In the answer, every entry must appear exactly as given.
START EXTRACTED ENTRIES
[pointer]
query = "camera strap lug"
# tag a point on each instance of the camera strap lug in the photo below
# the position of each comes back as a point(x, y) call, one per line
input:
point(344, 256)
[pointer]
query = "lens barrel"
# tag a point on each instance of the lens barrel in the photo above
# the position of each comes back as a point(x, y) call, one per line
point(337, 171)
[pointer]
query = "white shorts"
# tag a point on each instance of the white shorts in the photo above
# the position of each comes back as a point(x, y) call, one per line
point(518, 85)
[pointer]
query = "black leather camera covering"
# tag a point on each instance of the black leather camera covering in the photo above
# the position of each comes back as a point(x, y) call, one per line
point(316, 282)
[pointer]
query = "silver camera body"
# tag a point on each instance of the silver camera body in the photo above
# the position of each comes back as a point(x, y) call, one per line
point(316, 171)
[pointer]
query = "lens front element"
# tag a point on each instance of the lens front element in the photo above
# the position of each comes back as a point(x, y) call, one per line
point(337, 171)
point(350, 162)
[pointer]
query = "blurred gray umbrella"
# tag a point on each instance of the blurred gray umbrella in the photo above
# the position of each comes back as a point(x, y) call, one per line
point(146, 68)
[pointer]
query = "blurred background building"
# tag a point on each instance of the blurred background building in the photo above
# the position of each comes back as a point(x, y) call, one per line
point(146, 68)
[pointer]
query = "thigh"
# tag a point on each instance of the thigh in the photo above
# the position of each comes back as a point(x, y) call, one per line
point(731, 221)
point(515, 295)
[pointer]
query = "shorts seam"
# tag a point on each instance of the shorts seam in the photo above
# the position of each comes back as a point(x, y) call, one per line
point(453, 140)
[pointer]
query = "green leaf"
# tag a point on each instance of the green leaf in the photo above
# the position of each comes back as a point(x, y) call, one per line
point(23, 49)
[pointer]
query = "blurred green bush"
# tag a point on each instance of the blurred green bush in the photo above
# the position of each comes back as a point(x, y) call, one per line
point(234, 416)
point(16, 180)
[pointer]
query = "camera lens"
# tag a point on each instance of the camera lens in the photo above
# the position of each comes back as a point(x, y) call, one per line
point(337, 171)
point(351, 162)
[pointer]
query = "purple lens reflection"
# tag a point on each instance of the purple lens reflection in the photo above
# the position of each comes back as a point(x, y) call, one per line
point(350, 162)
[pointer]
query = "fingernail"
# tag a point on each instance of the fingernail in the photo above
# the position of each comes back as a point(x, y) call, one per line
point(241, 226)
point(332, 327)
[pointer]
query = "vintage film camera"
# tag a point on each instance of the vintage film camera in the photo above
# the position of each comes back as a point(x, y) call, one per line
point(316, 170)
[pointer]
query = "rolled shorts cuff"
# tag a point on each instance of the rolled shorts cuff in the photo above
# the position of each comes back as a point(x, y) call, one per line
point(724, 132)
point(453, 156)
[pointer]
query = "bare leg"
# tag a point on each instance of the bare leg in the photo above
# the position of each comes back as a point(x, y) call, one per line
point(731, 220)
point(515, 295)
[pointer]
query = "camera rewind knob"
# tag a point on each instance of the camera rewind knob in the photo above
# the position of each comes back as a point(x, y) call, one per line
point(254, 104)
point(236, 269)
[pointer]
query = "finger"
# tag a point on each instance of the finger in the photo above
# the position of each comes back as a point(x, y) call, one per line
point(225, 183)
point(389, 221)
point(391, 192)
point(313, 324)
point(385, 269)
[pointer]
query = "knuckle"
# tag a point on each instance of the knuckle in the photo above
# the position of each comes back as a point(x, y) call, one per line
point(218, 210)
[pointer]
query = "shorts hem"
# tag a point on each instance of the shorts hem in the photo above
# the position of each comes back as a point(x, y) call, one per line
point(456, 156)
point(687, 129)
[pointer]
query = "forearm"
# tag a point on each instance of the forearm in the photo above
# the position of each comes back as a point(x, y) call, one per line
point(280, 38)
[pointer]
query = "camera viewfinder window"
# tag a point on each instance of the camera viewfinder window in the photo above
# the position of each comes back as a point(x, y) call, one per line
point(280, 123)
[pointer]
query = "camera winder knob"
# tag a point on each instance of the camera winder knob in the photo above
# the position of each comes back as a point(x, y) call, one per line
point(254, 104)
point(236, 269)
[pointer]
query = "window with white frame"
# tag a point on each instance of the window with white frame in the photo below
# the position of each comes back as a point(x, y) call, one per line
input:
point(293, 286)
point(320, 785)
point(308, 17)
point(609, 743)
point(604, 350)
END EXTRACTED ENTRIES
**RESULT BELOW**
[pointer]
query = "camera strap lug"
# tag a point on each instance of the camera strap lug in the photo below
# the position of each comes back as a point(x, y) call, one per line
input:
point(344, 256)
[pointer]
query = "lens barrel"
# tag a point on each instance of the lens barrel in the photo above
# the position of each comes back as a point(x, y) call, one per line
point(337, 171)
[pointer]
query = "white shorts"
# tag a point on each instance of the white shorts in the photo above
# the position of each comes back as a point(x, y) call, one per line
point(518, 85)
[pointer]
query = "black leather camera covering"
# tag a point on each instance of the black leather camera covering in the photo above
# the position of each comes back as a point(x, y) call, one per line
point(316, 282)
[pointer]
query = "silver camera body"
# tag a point on each instance of the silver camera body in the photo above
# the position of each comes back as a point(x, y) call, one per line
point(316, 171)
[pointer]
query = "lens front element"
# tag a point on each instance of the lens front element in the photo above
# the position of each comes back as a point(x, y) call, one per line
point(337, 171)
point(350, 162)
[pointer]
query = "blurred gray umbrella"
# tag a point on each instance of the blurred gray umbrella in the photo above
# the position of each comes back as a point(x, y) call, one per line
point(146, 68)
[pointer]
query = "blurred background building"
# tag a point on each instance of the blurred background building in the photo above
# the position of each comes back as a point(x, y) call, one per line
point(146, 68)
[pointer]
query = "thigh"
# tag a point on each instance of the thigh in the photo above
# the position of each comes back as a point(x, y) call, one per line
point(731, 221)
point(515, 295)
[pointer]
query = "shorts seam"
# tag a point on each instance of the shorts seam in the photo above
# the position of each comes back as a point(x, y) call, one per line
point(453, 140)
[pointer]
query = "green leaf"
# tag a point on each instance of the green leaf in the photo above
# the position of each comes back as a point(x, y) call, one per line
point(23, 49)
[pointer]
query = "blurred green bush"
# tag a point on each instance of the blurred green bush in the photo above
# the position of each comes back as a point(x, y) call, one per line
point(234, 416)
point(16, 180)
[pointer]
query = "camera lens"
# tag a point on each instance of the camera lens in the photo above
# the position of each comes back as a point(x, y) call, one per line
point(337, 171)
point(351, 162)
[pointer]
query = "purple lens reflection"
# tag a point on each instance of the purple lens reflection in the photo above
# the position of each comes back as a point(x, y) call, one per line
point(350, 162)
[pointer]
query = "fingernail"
# tag a point on each instance of the fingernail in the photo above
# the position of each comes back as a point(x, y) call, one per line
point(241, 226)
point(332, 327)
[pointer]
query = "vintage film camera"
# tag a point on each instance of the vintage film camera in the photo above
# the position of each comes back as a point(x, y) call, one per line
point(316, 170)
[pointer]
query = "rolled shorts cuff"
# tag a point on each instance of the rolled shorts cuff in the photo above
# the position of each comes back as a point(x, y) call, one per line
point(724, 132)
point(453, 156)
[pointer]
query = "bare leg"
# tag a point on each instance of the bare leg in the photo above
# the position of each comes back as a point(x, y) call, one per line
point(731, 220)
point(515, 295)
[pointer]
query = "camera rewind knob"
# tag a point on each instance of the camera rewind knob in the photo above
# the position of each comes back as a point(x, y) call, one per line
point(254, 104)
point(236, 269)
[pointer]
query = "finger"
# tag a point on each instance of the finger in the photo above
# the position of each comes back as a point(x, y) call, one per line
point(225, 183)
point(389, 221)
point(391, 192)
point(313, 324)
point(385, 269)
[pointer]
query = "knuckle"
# tag a point on each instance of the knuckle in the photo above
# the position of each comes back as a point(x, y) call, one per line
point(218, 210)
[pointer]
query = "shorts hem"
# tag a point on each instance of the shorts hem in the photo above
# the position of each comes back as a point(x, y) call, one per line
point(456, 156)
point(687, 129)
[pointer]
query = "forearm"
# tag a point on each instance of the forearm in the photo above
# the position of each comes back as a point(x, y) call, one per line
point(280, 38)
[pointer]
query = "camera viewfinder window"
# tag a point on each instance of the camera viewfinder window in the photo above
# the position of each comes back as a point(x, y) call, one per line
point(280, 123)
[pointer]
query = "camera winder knob"
# tag a point on each instance of the camera winder knob in the photo above
# the position of each comes back as a point(x, y) call, one per line
point(254, 104)
point(236, 269)
[pointer]
query = "window with white frame"
# tag a point on each instance of the window with white frame in the photo below
# the position of each comes back as a point(x, y) call, one per line
input:
point(293, 286)
point(320, 785)
point(308, 17)
point(609, 743)
point(604, 350)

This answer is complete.